= Exercise aim =
From the line that contains "I'd like to know if the name" to the last line of the entries, write each line out exactly; include both ends and nothing else.

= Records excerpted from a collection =
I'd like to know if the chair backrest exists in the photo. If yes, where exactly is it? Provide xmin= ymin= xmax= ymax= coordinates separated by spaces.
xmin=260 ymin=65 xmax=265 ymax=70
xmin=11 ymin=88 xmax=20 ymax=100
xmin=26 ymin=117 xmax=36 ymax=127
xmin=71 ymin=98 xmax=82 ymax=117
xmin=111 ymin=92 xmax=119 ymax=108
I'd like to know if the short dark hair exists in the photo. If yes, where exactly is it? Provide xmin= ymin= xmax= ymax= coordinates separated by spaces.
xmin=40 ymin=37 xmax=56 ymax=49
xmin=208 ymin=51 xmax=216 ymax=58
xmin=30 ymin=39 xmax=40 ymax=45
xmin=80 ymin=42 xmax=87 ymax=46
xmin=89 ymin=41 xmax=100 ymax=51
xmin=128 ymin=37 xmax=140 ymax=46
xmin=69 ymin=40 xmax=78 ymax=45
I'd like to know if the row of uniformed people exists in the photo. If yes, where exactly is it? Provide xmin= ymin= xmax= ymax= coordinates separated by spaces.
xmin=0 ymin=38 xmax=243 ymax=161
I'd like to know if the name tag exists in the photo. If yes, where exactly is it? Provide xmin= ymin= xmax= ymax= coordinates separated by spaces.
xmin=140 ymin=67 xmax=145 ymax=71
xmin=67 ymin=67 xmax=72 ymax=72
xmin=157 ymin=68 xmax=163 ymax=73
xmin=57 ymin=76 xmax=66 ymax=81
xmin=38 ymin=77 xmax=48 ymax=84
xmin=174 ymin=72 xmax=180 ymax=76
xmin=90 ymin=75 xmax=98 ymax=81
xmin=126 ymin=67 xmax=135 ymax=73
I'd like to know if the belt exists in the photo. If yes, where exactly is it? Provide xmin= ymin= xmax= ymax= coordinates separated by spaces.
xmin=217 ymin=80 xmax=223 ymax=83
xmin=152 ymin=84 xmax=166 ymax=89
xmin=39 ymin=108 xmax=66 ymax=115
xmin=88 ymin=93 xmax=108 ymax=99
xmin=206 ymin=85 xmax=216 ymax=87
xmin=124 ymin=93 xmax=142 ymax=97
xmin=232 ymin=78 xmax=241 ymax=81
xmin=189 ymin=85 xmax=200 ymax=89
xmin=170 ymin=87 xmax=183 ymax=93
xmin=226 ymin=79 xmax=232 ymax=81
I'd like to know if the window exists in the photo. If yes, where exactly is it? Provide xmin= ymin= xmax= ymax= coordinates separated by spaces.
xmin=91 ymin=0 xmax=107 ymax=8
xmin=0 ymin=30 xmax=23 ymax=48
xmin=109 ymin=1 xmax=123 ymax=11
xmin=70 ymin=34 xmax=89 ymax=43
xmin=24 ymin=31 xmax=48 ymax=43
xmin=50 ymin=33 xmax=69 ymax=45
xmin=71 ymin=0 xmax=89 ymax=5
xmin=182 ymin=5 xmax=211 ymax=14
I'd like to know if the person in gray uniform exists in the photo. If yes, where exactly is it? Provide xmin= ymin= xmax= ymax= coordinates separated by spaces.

= Solution to this problem =
I'd like to know if the name tag exists in the photo. If yes, where exactly is it? Provide xmin= ymin= xmax= ymax= coordinates separated by spaces.
xmin=140 ymin=67 xmax=145 ymax=71
xmin=67 ymin=67 xmax=72 ymax=72
xmin=157 ymin=68 xmax=163 ymax=73
xmin=57 ymin=76 xmax=66 ymax=81
xmin=38 ymin=77 xmax=48 ymax=84
xmin=174 ymin=72 xmax=180 ymax=76
xmin=90 ymin=75 xmax=98 ymax=81
xmin=126 ymin=67 xmax=135 ymax=73
I'd like to know if the belt exists in the photo. If yes, where exactly is it? Provide xmin= ymin= xmax= ymax= coordinates separated by spaces.
xmin=217 ymin=80 xmax=223 ymax=83
xmin=152 ymin=84 xmax=166 ymax=89
xmin=39 ymin=108 xmax=66 ymax=115
xmin=88 ymin=93 xmax=108 ymax=99
xmin=206 ymin=85 xmax=216 ymax=87
xmin=124 ymin=93 xmax=142 ymax=97
xmin=232 ymin=78 xmax=241 ymax=81
xmin=189 ymin=85 xmax=200 ymax=89
xmin=170 ymin=87 xmax=183 ymax=93
xmin=226 ymin=79 xmax=232 ymax=81
I'd like to know if the window exists in the photo. If yes, where exactly is it? Provide xmin= ymin= xmax= ymax= coordinates separated by spaces.
xmin=91 ymin=0 xmax=107 ymax=8
xmin=0 ymin=30 xmax=23 ymax=48
xmin=109 ymin=1 xmax=123 ymax=11
xmin=70 ymin=34 xmax=89 ymax=43
xmin=24 ymin=31 xmax=48 ymax=43
xmin=50 ymin=33 xmax=69 ymax=45
xmin=71 ymin=0 xmax=89 ymax=5
xmin=182 ymin=5 xmax=211 ymax=14
I'd like to know if the person in gray uniform exists in the photo. If yes, where exactly is it? Provide xmin= ymin= xmax= ymax= coordinates separated by spaces.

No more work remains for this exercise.